Input material: Begin

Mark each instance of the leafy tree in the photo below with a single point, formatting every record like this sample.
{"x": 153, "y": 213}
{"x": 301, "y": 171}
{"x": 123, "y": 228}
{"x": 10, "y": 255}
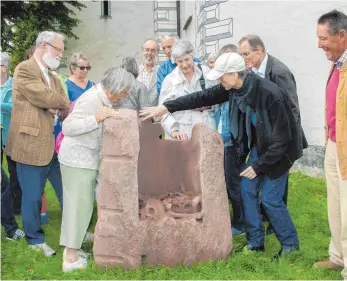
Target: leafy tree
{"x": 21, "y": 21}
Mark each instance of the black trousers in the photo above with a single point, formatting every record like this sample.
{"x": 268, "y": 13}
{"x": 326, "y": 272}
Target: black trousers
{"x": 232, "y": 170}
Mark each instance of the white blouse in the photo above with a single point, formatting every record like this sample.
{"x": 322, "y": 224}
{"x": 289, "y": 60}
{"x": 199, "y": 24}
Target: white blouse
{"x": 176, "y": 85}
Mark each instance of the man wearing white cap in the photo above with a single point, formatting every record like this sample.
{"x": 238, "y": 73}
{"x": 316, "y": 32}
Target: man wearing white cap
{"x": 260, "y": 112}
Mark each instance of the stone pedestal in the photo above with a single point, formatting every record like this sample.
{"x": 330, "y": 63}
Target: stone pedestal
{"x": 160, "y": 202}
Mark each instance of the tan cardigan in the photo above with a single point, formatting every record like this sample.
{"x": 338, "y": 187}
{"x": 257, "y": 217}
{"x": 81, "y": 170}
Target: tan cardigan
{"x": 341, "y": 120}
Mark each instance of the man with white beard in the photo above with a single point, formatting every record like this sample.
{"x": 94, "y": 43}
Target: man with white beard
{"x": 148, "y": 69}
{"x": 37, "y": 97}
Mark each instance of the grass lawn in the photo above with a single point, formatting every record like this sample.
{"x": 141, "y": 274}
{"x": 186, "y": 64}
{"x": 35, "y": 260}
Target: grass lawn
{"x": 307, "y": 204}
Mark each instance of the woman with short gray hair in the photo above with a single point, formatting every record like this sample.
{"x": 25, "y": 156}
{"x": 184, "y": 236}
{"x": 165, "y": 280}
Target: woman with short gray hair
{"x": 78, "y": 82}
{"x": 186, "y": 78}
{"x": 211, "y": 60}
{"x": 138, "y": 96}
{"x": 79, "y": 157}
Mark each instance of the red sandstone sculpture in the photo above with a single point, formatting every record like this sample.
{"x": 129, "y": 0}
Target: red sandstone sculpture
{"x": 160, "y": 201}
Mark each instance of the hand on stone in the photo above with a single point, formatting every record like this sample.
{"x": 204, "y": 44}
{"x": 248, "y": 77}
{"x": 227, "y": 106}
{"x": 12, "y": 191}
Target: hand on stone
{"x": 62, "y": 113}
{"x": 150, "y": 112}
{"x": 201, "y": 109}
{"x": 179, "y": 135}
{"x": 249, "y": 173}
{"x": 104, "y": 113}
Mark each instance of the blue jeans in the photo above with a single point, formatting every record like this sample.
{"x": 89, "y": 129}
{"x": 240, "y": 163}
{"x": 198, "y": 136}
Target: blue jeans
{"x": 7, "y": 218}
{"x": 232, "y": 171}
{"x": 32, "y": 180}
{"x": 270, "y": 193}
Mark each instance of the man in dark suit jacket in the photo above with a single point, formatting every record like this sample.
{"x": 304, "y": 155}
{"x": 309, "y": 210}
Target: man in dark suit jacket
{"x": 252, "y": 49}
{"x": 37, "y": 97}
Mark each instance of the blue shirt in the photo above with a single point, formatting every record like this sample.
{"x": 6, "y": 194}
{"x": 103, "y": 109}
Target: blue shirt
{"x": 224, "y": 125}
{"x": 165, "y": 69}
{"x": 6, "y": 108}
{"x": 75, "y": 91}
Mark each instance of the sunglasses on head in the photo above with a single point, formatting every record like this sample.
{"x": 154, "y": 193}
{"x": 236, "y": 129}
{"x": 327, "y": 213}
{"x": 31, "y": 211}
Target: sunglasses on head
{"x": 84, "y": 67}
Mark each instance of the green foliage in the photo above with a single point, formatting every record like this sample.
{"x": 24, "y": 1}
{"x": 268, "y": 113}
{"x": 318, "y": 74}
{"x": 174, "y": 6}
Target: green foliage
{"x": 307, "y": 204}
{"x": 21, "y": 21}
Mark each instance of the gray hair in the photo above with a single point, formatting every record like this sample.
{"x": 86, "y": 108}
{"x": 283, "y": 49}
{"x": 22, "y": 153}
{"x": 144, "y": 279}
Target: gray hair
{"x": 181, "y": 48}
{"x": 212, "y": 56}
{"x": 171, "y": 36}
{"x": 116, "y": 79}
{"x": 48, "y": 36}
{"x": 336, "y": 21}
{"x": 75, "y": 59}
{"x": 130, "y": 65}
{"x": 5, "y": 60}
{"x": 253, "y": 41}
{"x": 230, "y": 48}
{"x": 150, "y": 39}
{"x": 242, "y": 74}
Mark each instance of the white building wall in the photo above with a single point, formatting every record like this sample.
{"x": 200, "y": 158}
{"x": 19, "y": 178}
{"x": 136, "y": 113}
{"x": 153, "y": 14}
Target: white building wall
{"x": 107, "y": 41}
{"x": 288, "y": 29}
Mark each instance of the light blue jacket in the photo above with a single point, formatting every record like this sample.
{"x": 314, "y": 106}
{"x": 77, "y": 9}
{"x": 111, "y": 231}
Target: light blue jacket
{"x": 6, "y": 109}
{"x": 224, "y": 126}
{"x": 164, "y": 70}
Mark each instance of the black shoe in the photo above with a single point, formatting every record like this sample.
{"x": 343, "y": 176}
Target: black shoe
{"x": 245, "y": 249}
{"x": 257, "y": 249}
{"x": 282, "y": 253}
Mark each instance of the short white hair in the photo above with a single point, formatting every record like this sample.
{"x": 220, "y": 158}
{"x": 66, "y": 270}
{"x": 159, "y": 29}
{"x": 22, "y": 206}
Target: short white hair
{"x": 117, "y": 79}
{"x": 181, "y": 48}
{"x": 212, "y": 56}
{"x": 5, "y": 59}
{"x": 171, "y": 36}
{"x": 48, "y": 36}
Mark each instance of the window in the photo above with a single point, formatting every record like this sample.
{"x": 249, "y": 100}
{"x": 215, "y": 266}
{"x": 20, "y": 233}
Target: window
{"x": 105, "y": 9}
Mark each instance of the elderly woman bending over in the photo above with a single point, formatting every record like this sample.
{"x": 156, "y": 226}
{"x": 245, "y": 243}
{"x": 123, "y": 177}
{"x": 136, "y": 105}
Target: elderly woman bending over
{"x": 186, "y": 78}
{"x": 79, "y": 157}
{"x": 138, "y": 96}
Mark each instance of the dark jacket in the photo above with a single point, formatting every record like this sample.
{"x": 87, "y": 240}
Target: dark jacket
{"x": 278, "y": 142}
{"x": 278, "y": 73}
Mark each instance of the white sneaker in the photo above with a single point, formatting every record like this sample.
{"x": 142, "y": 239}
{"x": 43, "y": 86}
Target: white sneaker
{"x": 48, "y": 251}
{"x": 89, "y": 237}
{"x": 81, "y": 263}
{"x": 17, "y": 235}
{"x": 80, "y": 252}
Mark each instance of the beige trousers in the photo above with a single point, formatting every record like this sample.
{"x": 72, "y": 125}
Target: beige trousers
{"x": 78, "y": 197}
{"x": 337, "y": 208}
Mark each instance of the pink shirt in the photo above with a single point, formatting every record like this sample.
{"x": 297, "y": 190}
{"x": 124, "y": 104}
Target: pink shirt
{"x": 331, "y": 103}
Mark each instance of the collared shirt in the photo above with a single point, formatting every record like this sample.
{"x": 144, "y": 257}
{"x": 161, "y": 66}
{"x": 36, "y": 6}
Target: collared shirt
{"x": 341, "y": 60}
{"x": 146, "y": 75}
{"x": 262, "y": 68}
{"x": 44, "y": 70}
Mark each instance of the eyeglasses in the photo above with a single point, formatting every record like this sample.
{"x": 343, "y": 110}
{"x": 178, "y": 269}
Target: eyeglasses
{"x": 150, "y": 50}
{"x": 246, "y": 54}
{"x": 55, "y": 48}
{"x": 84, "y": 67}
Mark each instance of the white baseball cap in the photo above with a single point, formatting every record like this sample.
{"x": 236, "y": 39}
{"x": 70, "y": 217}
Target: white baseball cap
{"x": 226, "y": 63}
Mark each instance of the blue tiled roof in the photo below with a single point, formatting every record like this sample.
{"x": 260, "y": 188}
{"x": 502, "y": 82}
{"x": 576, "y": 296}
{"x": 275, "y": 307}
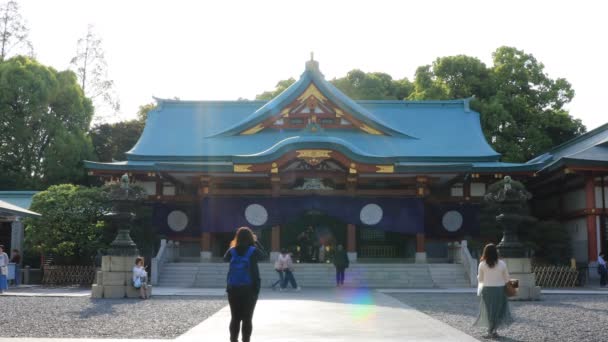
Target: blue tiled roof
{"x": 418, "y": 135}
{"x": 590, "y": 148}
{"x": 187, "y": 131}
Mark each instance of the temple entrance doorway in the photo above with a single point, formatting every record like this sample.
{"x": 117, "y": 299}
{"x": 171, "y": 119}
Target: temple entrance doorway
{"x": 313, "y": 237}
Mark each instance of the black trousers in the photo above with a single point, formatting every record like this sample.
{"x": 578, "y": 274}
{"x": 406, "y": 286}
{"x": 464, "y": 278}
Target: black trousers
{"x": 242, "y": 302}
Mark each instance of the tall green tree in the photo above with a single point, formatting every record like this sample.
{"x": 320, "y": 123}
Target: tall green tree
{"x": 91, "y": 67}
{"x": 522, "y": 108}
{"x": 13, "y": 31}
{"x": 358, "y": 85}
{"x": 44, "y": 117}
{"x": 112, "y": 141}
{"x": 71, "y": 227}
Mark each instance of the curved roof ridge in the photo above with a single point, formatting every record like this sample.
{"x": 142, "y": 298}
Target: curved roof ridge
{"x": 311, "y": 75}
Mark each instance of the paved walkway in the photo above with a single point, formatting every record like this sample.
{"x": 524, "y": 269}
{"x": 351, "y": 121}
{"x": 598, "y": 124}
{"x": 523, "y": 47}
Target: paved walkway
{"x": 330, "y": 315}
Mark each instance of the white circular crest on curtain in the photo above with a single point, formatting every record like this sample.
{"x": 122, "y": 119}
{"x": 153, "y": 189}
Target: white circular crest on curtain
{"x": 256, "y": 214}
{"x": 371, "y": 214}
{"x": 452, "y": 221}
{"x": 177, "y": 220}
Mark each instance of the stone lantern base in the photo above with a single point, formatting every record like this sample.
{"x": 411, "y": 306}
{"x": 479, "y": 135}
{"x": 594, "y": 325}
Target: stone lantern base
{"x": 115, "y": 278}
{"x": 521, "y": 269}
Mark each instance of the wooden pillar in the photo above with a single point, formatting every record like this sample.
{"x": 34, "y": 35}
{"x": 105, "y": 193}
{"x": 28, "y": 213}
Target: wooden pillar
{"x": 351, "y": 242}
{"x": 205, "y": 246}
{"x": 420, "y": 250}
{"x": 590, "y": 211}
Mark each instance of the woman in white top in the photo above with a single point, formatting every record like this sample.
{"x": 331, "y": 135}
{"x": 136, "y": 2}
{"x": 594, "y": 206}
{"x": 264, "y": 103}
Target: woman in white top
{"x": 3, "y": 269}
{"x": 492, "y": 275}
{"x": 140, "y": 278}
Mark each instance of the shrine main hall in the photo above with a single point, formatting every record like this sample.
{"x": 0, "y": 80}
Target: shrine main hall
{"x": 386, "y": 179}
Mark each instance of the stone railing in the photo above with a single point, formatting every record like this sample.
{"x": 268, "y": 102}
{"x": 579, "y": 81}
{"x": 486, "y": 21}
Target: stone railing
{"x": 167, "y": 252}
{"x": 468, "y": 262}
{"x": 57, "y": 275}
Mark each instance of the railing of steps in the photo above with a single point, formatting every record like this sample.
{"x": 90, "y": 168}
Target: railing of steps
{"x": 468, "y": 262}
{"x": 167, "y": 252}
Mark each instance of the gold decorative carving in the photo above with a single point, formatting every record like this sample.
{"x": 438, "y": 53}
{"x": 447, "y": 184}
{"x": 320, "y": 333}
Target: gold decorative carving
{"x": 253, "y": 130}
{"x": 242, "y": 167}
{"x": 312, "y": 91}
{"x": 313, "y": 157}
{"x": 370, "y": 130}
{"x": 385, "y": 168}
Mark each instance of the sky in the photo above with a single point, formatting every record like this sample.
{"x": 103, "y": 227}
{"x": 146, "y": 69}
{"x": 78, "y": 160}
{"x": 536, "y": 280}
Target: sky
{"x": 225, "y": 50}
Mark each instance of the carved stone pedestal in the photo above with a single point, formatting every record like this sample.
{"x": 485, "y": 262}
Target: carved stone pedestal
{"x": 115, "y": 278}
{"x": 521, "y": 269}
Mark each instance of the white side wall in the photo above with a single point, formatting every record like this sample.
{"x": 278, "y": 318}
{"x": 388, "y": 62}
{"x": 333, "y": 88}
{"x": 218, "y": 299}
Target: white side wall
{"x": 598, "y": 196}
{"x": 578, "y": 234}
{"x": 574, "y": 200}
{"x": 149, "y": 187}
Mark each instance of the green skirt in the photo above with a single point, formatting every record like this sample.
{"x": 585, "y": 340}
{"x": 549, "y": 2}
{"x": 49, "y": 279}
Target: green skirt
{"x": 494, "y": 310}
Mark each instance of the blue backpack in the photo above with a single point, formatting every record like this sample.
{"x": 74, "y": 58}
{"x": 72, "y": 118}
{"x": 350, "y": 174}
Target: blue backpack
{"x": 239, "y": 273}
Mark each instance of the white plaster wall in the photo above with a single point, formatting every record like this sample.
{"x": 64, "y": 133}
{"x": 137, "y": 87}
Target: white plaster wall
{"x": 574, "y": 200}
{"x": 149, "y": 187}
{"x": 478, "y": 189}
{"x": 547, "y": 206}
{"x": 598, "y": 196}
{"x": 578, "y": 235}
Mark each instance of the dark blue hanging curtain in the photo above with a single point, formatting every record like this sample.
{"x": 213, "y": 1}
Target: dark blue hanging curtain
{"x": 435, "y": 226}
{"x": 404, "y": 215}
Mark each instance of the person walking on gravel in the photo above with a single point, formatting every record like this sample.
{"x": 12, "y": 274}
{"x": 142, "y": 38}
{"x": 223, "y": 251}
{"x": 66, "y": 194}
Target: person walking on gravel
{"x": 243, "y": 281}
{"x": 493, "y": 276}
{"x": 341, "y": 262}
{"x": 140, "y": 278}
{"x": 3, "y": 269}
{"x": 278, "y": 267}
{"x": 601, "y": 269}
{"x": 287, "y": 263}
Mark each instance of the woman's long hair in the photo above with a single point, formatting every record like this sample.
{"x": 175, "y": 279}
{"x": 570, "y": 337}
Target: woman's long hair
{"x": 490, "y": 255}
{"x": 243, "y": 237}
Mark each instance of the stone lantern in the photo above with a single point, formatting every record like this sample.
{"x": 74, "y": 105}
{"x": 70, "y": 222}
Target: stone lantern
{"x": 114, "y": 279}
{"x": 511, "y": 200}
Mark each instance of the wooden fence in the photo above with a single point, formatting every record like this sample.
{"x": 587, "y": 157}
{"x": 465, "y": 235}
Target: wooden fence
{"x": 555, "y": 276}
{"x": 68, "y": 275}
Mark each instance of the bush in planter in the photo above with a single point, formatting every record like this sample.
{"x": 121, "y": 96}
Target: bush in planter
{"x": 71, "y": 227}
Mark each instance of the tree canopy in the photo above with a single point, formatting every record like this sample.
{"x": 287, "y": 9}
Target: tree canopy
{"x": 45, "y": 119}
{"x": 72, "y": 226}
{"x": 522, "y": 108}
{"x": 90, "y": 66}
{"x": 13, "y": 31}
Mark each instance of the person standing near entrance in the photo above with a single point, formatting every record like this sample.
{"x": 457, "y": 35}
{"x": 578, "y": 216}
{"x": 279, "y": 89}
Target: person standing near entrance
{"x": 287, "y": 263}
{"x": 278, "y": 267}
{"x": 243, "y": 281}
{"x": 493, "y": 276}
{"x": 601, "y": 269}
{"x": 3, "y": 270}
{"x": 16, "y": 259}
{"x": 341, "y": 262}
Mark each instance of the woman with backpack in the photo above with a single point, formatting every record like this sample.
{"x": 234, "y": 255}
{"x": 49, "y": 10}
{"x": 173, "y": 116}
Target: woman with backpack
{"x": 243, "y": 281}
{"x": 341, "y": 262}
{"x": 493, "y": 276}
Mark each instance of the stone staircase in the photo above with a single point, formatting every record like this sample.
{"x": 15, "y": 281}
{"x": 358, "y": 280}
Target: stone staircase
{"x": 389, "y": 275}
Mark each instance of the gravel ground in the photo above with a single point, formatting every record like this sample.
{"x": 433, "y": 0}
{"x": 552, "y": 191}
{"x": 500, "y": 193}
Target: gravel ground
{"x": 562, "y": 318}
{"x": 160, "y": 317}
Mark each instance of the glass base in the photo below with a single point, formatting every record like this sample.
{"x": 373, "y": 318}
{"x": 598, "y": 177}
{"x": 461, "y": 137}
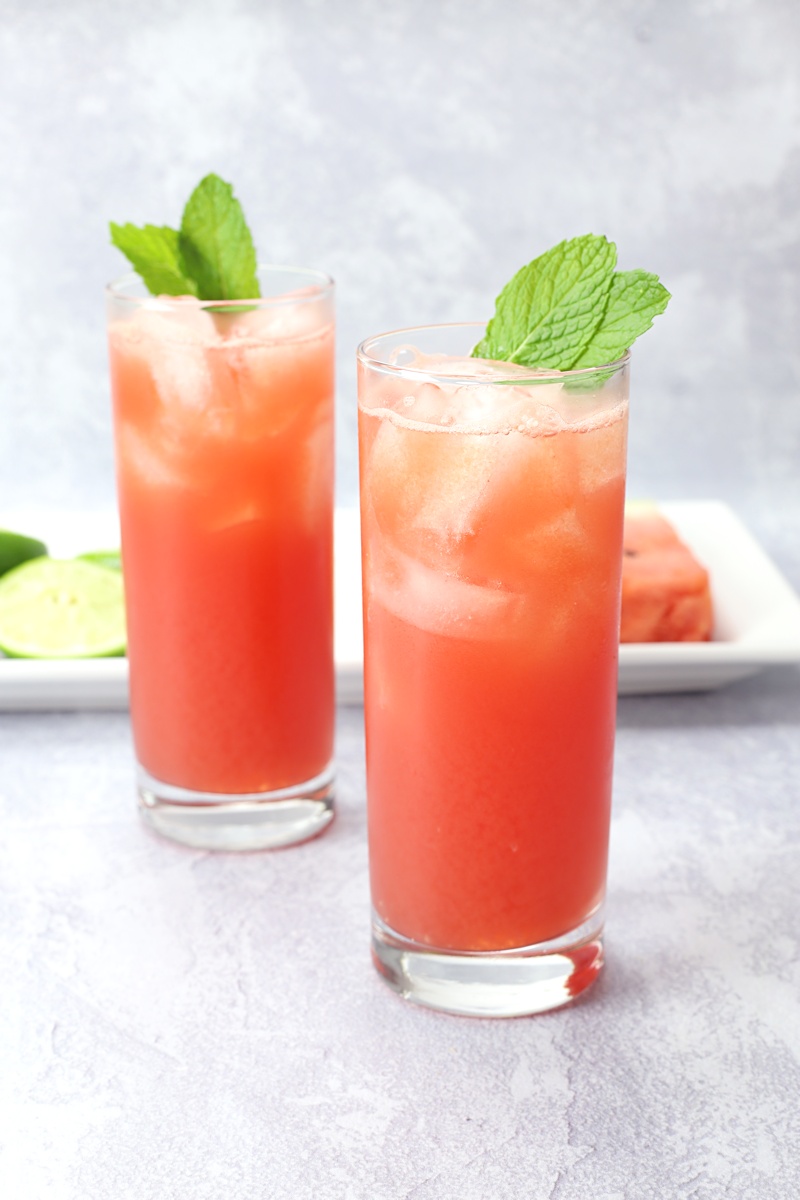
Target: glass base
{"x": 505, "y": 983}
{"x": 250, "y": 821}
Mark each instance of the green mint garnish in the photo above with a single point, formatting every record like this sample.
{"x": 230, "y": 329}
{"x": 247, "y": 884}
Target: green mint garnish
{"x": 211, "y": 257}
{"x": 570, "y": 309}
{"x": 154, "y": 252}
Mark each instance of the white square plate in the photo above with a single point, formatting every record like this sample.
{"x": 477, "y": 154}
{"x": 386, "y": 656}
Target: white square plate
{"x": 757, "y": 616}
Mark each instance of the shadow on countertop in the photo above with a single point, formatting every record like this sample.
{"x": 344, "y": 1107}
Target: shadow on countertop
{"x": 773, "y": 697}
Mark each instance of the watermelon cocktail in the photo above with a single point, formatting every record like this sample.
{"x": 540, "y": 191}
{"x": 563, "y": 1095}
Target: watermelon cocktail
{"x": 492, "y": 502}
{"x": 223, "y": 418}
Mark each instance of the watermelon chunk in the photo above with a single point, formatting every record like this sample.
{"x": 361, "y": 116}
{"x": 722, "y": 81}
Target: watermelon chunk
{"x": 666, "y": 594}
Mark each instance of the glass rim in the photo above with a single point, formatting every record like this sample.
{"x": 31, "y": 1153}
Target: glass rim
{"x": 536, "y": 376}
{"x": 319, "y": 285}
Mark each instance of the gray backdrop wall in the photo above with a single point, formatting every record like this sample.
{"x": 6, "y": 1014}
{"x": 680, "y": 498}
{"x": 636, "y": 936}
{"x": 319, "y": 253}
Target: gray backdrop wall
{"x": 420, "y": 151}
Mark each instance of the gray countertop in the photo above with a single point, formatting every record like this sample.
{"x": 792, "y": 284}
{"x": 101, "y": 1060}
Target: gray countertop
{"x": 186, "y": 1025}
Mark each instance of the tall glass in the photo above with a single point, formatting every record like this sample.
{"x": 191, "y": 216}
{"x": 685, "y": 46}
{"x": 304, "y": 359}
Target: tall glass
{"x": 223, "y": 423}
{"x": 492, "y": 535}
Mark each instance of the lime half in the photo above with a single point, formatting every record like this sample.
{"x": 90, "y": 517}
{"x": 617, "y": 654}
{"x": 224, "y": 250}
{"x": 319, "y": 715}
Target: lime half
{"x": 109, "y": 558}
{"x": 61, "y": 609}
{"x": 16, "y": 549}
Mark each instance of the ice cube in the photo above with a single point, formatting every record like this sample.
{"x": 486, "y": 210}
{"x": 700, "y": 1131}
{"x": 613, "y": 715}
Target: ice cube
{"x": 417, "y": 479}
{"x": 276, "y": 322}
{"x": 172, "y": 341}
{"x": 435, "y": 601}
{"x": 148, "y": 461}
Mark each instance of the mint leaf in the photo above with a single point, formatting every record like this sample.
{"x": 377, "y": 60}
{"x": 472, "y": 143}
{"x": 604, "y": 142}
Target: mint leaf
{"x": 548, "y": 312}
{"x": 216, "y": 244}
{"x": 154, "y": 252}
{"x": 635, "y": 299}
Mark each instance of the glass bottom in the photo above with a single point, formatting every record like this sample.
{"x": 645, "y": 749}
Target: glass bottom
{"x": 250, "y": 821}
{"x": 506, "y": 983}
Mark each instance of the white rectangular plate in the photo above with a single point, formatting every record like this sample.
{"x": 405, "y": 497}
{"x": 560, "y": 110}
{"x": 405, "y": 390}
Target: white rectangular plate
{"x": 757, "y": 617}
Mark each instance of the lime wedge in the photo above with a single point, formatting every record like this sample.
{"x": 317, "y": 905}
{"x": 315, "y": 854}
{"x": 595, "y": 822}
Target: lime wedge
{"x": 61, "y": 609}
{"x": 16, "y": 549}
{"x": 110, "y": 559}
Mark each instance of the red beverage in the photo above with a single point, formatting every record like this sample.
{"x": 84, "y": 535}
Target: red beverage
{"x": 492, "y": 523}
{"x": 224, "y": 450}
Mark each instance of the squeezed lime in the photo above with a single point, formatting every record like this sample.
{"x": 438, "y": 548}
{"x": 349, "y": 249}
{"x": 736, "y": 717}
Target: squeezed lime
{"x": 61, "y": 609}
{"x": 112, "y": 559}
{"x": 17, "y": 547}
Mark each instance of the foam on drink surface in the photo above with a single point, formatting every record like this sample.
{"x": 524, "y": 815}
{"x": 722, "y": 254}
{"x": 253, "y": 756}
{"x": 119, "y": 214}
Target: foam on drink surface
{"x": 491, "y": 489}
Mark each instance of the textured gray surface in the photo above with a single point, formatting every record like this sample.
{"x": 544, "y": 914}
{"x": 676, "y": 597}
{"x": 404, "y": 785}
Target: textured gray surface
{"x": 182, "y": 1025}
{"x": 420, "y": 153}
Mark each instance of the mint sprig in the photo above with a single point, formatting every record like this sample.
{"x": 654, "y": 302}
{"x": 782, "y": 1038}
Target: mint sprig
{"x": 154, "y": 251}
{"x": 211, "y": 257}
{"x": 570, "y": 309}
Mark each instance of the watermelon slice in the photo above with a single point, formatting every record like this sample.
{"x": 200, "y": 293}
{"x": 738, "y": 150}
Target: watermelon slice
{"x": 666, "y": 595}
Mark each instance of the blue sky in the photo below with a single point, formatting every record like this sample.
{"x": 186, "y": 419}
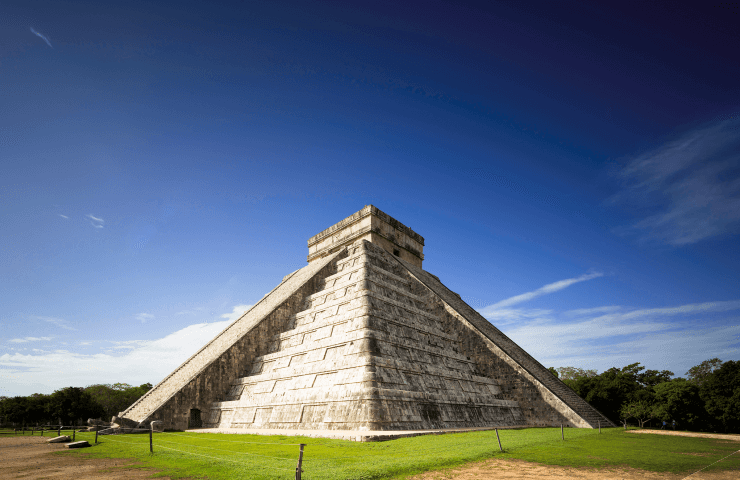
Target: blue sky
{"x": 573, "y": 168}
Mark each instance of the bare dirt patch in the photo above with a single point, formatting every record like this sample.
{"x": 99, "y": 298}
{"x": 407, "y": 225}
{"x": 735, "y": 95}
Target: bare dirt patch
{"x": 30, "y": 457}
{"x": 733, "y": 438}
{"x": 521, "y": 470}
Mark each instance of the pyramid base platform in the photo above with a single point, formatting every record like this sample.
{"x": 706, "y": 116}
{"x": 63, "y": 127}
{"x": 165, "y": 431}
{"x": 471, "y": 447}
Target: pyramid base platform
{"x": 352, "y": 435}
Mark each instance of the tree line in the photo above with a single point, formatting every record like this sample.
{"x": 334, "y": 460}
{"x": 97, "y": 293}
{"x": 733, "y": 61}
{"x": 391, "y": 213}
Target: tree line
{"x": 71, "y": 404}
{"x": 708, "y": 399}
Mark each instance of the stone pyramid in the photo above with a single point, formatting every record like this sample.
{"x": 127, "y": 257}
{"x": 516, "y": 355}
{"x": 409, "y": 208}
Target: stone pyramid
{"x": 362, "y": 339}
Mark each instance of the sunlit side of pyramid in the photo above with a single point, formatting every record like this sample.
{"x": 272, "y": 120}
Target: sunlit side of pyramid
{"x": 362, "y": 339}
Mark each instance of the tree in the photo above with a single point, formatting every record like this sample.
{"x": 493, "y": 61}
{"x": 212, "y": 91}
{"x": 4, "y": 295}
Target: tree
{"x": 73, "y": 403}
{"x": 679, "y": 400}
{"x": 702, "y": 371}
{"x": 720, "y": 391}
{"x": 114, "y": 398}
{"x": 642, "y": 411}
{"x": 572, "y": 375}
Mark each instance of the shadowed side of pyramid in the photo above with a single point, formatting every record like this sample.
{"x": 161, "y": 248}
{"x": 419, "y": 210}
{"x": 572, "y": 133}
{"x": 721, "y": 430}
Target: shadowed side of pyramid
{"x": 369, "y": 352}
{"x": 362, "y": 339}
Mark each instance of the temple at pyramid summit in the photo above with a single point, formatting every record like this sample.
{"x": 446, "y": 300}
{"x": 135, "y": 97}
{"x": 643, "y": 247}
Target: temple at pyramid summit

Input material: End

- _Exercise details_
Show every line of the entries above where the word "summit" occurs.

- _Problem solution_
Mark each instance of the temple at pyramid summit in the photo above with a single point, formatting every record like this sample.
Target: temple at pyramid summit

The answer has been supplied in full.